Continue the S&P 500 commentary on the January barometer below, picking up right after its final sentence.

▶ _TEXT EXCERPT_:
========================================
January Barometer +VE, But Flows Not In Cooperation Despite Massive Jan Rally

posted in: Equities, Technicals | 0

January barometer, if comes to pass, bodes well for this year.  The S&P 500 is up nearly 16 percent from the December 26 low.  It is deeply overbought.  Once unwinding begins, bulls hope bids show up at resistance-turned-support at 2600-2630.  Although flows leave much to be desired.

The verdict is in.  The so-called January barometer, which posits that how January fares sets the tone for the year, bodes well for the rest of the year.  At least equity bulls hope so.  The S&P 500 large cap index jumped 7.9 percent in the opening month.  Of course, there is no guarantee that the phenomenon will come to pass.  It did not last year.  Last year, January was up 5.6 percent, but the year ended down 6.2 percent.  That said, its track record is pretty good.

Chart 1 looks at the S&P 500 annual returns going all the way back to 1951, with an apparent question mark for 2019.

The data is divided into four buckets: (1) years that were up when January was up, (2) years that were down when January was up, (3) years that were down when January was down, (4) years that were up when January was down.  In parenthesis is the number of years for each bucket.

Of the 68 years covered, the barometer came to pass in 50.  Orange bars simply jump out in the chart.  They represent the years in which the S&P 500 was up for the year after a positive January.  The blue ones correspond to the ones in which the year ended in the red even though January was up.  Since 1951, this has only occurred five times; plus, the S&P 500 has not dropped in two successive years after a positive January.  In this respect, bulls have history on their side, but you never know.

This much we know.

Not only did the S&P 500 get out of the blocks really strong in January but it already rallied just under 16 percent since the low on Boxing Day.  In so doing, bulls have managed to repair quite a bit of the damage suffered during the three-month decline that began early October.

For nearly all of last year, the index remained trapped in a rectangle between 2800 and 2600.  The lower bound was lost mid-December, which quickly led to acceleration in selling (Chart 2).  Since bottoming on December 26, the S&P 500 has had quite a rally.  Resistance at 2600-2630 has been broken.  This was followed last week by recapturing of a falling trend line from early October.

Not surprisingly, the daily is deeply overbought.  Last Friday’s intraday high of 2716.66 just about kissed the daily upper Bollinger band.  More importantly, the S&P 500 just retraced 61.8-percent of the decline between October 3 and December 26.  Fibonacci followers pay close attention to this – also known as the golden ratio.
========================================
▶ _DATA PROVIDED_:
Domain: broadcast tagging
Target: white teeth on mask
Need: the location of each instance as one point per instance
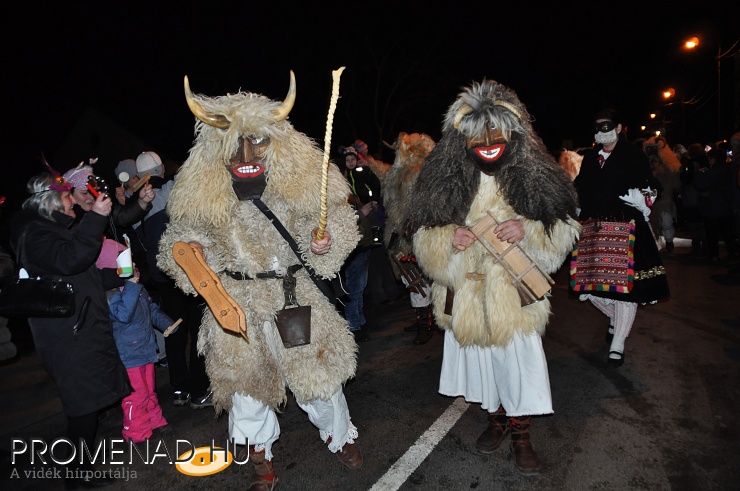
(489, 154)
========================================
▶ _EXPECTED ANSWER_:
Last week, stocks got a further boost from the Fed, as it pauses in its tightening cycle.  Ditto with earnings.  As of January 31, nearly 58 percent of S&P 500 companies have reported their 4Q.  On a blended basis, operating earnings were $38.99.  When the quarter ended a month ago, they were expected to earn $40.42.  At the beginning of 4Q four months ago, these estimates were $42.14.  The point is, the sell-side was busy lowering the bar.  Oddly, this has continued well into the reporting season.

The downward-revision trend is not just limited to 4Q.  Estimates for this year currently stand at $155.56, versus $156.99 a month ago when the quarter ended.  Similarly, 2019 estimates are now $167.64, nearly $10 lower from the high early August last year of $177.13 (Chart 3).  Even now, the expected growth rate this year of 7.8 percent is probably too optimistic.  This is a fact that equity bulls have to constantly wrestle with as the year progresses, particularly so as the S&P 500 has rallied just short of 400 points from the late-December low, putting upward pressure on multiples.

Several other metrics have quickly gone from one extreme to the other.

On Christmas Eve, merely 1.2 percent of S&P 500 stocks were above their 50-day moving average, which was the lowest since August 2011.  Twenty-six sessions later (from last December’s low), 86.2 percent of these stocks were above the average – the highest since July 2016 (Chart 4).

This gets unwound.  Sooner or later – just a matter of when, not if.  The question, once again, is when that happens, would there be bids waiting to defend 2600-2630?  Thus far, bulls probably are not that encouraged by the trend in flows.

Chart 5 calculates flows in and out of US-based equity funds and money-market funds beginning October 3 when the S&P 500, and other major indices, began what soon turned out to be a waterfall dive.

In the week ended Wednesday, $13.6 billion left equity funds, for total redemptions of $127.3 billion since early October.  In the same week, $12.8 billion came out of money-market funds.  In fact, the latter have contracted in the past three weeks, but they are yet to earnestly move into equities.

Elsewhere, as ETF.com points out, “US stocks had their best January performance since 1987, but ETF investors didn’t chase the rally.  When all was said and done, they pulled $2.2 billion from US-listed ETFs, the first January outflow since 2015.”

The point in all this is that unless flows improve – soon – those who doubt the sustainability of this rally will be proven right – particularly so considering how overbought conditions are.  Bulls do not want a repeat of last year when January barometer failed to live up to its expectations.

Thanks for reading!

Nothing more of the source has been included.